### Provided material

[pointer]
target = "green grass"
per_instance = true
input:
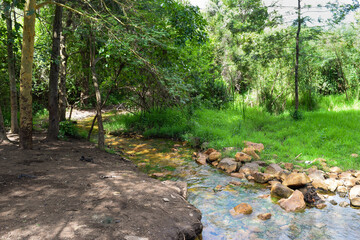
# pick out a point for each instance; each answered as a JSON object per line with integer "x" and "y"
{"x": 330, "y": 132}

######

Could you output every line of the listing above verbatim, leaving the pictures out?

* _Written answer_
[pointer]
target = "green grass"
per_instance = true
input:
# pick out a point for each instance; each answered as a JSON object per line with integer "x" and "y"
{"x": 330, "y": 132}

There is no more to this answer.